_SUPPLIED PASSAGE_
##########

Hacker Newsnew | past | comments | ask | show | jobs | submitlogin

"Microsoft.... built a custom XML tool into its word processor in 2007... this was a tool for power users, and was only used by a small percentage of its user base."

I'm definitely confused by that statement and its link, because it implies the relevant tool is the disk format for every Office file, which has been described by an Excel program manager as "complicated enough to reduce a grown programmer to tears." https://www.joelonsoftware.com/2008/02/19/why-are-the-micros...



It's not referring to the XML formats.. it was a feature of Word specifically which allowed you to embed a user-defined xml schema in your Word document, and use XML data that fits the schema in your document.

See https://www.zdnet.com/article/custom-xml-the-key-to-patent-s...

(edit: grammar)


Ah, thanks for explaining.


> it implies the relevant tool is the disk format for every Office file

Does it imply that?

Another commenter has already pointed out why it's likely not the case.

But also, I don't think the article is well written. Partly because it doesn't clearly explain what the infringing tool was, or did, or how it operated. Also I'm pretty sure there's a typo in "ex part" instead of "ex parte". But another major issue is the following:

> $40 million of that judgment [against Microsoft] was imposed by the court as punishment for continually arguing that i4i was a patent troll even though it had an operating business in a manner that was “persistent, legally improper, and in direct violation of the Court's instructions.”

What?

Why would i4i operating in a manner that was persistent, improper and in violation of the court's instructions preclude it from also being a patent troll? It could do both?

Or is the "persistent..." descriptor meant to apply to Microsoft? That might make more sense, but the "even though" seems to be a comparison between two types of activity by one entity - namely i4i.

But then again, I might be reading "it had an operating business in a manner" wrong, because it feels ungrammatical to me. I might not be putting the emphasis in the right place, and that's what's causing me to misread the sentence?

The whole thing just feels confusing.


Thanks for reading. Sorry if this was confusing! Microsoft said that i4i was a patent troll despite the court repeatedly telling Microsoft to not do that. The judge referred to Microsoft's repeated ignoring of its instructions as "persistent" etc. i4i had an operating business; it wasn't a patent troll. That operating business is niche and small, but it is real. I have updated that sentence to make it clearer. Thanks for your feedback!

##########

_ROWS_
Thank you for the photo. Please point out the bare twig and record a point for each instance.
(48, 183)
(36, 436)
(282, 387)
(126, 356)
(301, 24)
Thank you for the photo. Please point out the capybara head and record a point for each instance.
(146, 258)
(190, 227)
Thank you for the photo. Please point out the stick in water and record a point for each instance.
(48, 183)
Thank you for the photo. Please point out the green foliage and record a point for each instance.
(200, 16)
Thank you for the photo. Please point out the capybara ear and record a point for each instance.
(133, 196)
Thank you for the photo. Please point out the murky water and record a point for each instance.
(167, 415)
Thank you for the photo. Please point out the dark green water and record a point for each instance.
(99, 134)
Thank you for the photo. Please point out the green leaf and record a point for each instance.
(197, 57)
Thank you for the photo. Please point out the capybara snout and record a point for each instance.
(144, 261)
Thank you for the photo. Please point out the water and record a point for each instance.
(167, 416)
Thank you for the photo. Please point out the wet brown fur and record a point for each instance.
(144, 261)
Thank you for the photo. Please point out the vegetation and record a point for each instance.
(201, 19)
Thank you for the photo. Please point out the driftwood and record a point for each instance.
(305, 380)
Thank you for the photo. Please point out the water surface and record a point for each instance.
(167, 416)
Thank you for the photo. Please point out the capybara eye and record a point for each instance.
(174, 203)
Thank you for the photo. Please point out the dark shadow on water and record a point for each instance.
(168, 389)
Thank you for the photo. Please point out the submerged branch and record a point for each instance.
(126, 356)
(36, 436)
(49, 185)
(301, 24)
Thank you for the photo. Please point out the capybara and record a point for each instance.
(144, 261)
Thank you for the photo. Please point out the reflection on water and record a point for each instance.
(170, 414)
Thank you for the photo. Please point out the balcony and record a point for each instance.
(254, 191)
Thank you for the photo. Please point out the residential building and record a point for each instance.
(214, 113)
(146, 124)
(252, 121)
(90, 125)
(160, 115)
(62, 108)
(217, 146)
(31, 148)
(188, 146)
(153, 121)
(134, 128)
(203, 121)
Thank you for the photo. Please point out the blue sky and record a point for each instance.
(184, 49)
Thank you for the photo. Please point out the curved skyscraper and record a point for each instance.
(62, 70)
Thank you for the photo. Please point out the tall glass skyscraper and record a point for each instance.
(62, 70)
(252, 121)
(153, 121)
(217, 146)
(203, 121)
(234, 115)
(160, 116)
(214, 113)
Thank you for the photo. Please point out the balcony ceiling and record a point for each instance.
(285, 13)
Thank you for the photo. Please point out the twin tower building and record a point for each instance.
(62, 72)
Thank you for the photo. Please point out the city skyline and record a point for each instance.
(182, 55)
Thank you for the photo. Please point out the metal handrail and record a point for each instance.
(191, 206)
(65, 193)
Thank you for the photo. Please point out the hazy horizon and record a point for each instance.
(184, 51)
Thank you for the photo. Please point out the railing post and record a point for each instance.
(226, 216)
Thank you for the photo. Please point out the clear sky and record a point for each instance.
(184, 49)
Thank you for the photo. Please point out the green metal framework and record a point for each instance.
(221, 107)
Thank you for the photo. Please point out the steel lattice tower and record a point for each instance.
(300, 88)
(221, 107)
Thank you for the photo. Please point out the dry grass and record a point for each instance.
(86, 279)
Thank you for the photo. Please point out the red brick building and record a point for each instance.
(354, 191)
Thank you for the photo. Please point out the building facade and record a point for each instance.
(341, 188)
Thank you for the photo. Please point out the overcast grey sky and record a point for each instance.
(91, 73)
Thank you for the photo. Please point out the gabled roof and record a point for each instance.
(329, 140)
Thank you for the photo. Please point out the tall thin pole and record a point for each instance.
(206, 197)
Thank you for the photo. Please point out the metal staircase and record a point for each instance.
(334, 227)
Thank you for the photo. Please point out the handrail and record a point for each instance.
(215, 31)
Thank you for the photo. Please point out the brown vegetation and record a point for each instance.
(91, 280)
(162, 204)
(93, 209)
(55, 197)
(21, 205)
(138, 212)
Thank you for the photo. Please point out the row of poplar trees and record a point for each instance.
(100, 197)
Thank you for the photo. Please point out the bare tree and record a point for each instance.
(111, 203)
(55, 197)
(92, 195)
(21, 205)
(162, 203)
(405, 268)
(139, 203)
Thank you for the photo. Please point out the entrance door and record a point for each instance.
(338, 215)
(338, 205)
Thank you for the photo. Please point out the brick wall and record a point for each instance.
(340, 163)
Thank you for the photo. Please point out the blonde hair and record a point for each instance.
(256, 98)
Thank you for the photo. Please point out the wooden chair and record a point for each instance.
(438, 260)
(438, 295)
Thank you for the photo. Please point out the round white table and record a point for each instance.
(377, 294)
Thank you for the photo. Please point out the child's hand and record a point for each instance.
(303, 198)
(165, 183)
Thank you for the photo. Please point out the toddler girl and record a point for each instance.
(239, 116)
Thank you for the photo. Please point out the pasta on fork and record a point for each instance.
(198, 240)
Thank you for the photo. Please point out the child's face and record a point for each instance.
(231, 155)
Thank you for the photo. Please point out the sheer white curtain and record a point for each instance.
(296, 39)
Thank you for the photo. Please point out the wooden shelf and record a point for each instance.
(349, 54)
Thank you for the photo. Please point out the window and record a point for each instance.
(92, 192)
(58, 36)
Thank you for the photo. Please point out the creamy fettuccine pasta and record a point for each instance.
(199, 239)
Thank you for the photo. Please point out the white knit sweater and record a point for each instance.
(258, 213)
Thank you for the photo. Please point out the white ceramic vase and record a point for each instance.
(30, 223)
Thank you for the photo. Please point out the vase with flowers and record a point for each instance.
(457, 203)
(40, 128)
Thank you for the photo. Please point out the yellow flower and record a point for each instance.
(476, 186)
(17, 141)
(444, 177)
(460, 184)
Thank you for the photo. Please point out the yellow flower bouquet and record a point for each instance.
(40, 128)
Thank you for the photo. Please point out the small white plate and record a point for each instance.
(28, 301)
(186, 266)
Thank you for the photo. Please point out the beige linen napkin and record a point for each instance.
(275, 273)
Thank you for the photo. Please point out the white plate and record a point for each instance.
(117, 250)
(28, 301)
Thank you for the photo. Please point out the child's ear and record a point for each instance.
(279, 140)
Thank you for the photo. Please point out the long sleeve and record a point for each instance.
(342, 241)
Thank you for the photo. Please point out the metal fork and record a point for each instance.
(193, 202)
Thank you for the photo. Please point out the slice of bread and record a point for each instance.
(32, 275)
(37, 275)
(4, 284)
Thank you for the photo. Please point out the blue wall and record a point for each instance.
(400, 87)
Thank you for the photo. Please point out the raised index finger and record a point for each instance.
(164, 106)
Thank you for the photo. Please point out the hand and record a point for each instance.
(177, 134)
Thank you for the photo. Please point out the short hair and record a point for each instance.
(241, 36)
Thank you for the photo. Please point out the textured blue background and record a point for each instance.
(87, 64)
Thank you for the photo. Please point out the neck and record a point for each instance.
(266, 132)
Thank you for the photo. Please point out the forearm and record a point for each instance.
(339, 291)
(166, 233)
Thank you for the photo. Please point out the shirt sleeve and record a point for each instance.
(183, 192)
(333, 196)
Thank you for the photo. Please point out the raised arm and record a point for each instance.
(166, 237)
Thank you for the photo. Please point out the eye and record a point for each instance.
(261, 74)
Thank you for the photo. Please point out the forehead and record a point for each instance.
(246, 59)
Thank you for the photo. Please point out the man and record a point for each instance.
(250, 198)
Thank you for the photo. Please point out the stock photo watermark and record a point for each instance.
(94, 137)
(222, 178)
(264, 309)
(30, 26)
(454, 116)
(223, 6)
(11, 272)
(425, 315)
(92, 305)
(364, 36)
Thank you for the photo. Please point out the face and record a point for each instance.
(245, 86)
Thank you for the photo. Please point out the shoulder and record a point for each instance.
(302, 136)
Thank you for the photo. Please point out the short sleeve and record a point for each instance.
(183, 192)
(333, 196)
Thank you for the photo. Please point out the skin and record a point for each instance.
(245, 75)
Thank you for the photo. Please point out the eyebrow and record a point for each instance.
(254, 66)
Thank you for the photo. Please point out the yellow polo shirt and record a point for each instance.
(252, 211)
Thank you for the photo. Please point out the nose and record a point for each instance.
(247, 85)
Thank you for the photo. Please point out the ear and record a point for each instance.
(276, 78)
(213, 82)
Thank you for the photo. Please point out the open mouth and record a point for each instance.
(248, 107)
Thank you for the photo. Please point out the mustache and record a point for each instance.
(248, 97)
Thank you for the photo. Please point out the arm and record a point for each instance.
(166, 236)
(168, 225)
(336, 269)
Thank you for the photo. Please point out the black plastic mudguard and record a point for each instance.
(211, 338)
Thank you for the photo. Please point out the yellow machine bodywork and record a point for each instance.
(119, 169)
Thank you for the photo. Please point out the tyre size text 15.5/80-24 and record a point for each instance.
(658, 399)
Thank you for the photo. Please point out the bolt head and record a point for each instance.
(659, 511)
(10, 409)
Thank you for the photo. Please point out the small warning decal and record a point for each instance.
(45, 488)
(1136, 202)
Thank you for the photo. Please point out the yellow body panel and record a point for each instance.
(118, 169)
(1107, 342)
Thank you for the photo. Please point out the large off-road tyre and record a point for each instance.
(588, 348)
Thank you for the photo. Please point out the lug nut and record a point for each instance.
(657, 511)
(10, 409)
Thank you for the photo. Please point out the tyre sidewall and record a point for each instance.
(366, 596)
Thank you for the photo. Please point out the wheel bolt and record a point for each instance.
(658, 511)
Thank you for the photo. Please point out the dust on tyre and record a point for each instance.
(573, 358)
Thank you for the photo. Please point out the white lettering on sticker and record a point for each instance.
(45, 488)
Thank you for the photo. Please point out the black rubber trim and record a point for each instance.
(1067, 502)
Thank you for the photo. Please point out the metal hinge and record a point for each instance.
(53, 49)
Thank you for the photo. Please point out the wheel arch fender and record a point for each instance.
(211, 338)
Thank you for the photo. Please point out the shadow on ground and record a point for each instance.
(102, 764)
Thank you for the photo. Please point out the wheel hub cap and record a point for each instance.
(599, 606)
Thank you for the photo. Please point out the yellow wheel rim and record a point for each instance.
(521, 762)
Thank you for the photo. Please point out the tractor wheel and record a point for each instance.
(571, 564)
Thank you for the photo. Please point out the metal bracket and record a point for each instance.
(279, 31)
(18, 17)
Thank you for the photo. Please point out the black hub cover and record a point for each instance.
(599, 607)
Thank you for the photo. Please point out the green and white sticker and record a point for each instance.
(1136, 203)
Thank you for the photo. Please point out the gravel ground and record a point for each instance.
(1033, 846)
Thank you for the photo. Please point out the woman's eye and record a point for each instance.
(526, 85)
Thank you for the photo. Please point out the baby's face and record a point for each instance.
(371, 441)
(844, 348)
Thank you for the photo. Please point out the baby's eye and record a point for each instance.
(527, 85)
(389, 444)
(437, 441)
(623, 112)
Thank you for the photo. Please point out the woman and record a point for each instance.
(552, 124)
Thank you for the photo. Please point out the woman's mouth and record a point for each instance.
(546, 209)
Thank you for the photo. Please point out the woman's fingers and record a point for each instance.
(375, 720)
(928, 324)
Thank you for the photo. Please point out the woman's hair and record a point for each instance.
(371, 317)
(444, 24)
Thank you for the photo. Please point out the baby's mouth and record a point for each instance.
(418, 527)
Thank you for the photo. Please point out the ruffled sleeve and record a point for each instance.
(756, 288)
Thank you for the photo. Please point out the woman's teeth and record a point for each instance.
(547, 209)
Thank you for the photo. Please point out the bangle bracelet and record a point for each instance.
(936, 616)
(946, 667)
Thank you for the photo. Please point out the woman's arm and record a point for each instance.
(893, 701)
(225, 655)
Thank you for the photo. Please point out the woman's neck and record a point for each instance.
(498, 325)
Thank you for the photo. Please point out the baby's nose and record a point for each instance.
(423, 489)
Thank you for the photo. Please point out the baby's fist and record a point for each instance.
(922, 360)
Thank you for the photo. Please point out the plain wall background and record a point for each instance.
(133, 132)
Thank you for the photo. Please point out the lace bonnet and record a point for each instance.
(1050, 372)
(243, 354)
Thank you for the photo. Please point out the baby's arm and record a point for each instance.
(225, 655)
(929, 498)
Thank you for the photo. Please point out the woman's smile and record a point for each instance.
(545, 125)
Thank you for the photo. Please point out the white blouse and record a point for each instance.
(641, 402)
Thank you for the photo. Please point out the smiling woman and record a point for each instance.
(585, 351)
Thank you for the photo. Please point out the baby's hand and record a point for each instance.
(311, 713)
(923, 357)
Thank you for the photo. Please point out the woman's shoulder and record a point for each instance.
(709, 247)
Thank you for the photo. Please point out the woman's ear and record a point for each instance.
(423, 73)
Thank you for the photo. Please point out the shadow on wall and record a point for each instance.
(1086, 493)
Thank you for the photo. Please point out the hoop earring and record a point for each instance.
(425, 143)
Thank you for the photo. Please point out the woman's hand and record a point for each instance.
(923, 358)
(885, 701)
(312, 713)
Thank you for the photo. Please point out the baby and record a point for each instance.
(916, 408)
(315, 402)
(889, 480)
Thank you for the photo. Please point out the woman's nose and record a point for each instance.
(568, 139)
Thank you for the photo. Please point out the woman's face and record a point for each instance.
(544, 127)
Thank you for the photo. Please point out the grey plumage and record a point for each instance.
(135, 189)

##########

_INSTRUCTIONS_
[1] From the thread about Microsoft's patent dispute with i4i, list every phrase in the court's quoted words that describes the manner of the arguing that drew the $40 million penalty.
[2] Extend the thread about Microsoft's patent dispute with i4i with one further reply that follows its final comment.

_FINAL ANSWERS_
[1]
persistent
legally improper
in direct violation of the Court's instructions

[2]
Depends on one's definition. I don't think "not having a real product/service" is the defining charateristic of "patent troll". Here's what Wikipedia says.

> attempts to enforce patent rights against accused infringers far beyond the patent's actual value or contribution to the prior art

> often do not manufacture products or supply services based upon the patents in question


No problem.

Looking back at it again now, I can see the intent of the original sentence where "it had an operating business" refers to i4i, but "in a manner that was..." refers to Microsoft. I didn't get the change of subject at that point.

Maybe an additional comma would have been all that I needed to figure it out: "even though it had an operating business, in a manner that was..."


The article says the feature has been removed; if it was the disk format:

1) it has never been removed, afaik Word still uses OOXML, so Word would keep being infringing

2) LibreOffice would probably be infringing too, as ODF is also XML based

So... it has to be some other form of XML tool and not the file format.

As for Joel's comment, IIRC he was an Excel PM before OOXML; in any case his blog post refer to the binary format that precedes OOXML. I'm pretty sure OOXML is equally if not even more complicated, as the product themselves are way more complicated than they appear, but the fact is that he was talking about a different thing.

Edit: as many users pointed out, it's not the file format itself, but the ability to add arbitrary attributes/elements to the file format XML as additional data.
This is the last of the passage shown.